(GIVEN PASSAGE):
* * * *

Dec. 6, 2023
Be part of the change on National Day of Remembrance and Action on Violence Against Women
Every year on Dec. 6, the University of Calgary observes the National Day of Remembrance and Action on Violence Against Women. The observance, now in its 34th year, commemorates the anniversary of the murder of 14 women (and injury of 10) in a brutal act of anti-feminist violence at the École Polytechnique in Montreal in 1989. Known as the Montreal Massacre, it is a tragic event in Canadian history. The victims on that day were university students and staff.
Since gender-based violence is still so prevalent, the National Day of Remembrance and Action on Violence Against Women continues to be dedicated to raising awareness and inspiring advocacy. In Canada and around the world, women, girls and 2SLGBTQI+ individuals face unacceptable violence and discrimination. Reports of domestic violence especially increased during the Covid-19 pandemic due to lockdown, and discrimination against women of colour and transgender women continues to be a problem. Additionally, the day serves to bring attention to the multiple missing and murdered Indigenous women and girls.
The memorial ceremony
To honour the women who lost their lives on Dec. 6, 1989, as well as to emphasize the importance of acknowledging and fighting against gender-based violence, UCalgary held an annual ceremony on Dec. 6.
The ceremony was held in the Engineering Main Atrium (ENG 122). A livestream of the ceremony was also available for those who are unable to attend in person.
This year, it opened with a prayer by Elder Kerrie Moore, and featured two speakers: Dr. Kiara Mikita, PhD, sexual violence educator with the Cumming School of Medicine and Alberta Health Services, and Verity Turpin, vice-provost (student experience). Students from the School of Creative and Performing Arts provided music: Sora Kim and Isaac Willocks on violin, as well as Ruth Yang on vocals.

* * * *

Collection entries
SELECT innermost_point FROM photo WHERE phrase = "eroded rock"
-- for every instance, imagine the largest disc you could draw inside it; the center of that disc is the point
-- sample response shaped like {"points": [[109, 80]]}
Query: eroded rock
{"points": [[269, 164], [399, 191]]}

* * * *

(TRY IT): Decide whether each statement agrees with the article on the National Day of Remembrance and Action on Violence Against Women, answering yes or no and quoting the deciding words of the article: 1. The Dec. 6 observance described here was in its 34th year. 2. The ceremony took place in the Engineering Main Atrium. 3. Ruth Yang played violin at the ceremony. The material has no connection to the article.

(EXERCISE SOLUTION):
1. Yes: "The observance, now in its 34th year"
2. Yes: "The ceremony was held in the Engineering Main Atrium (ENG 122)."
3. No: "Sora Kim and Isaac Willocks on violin, as well as Ruth Yang on vocals."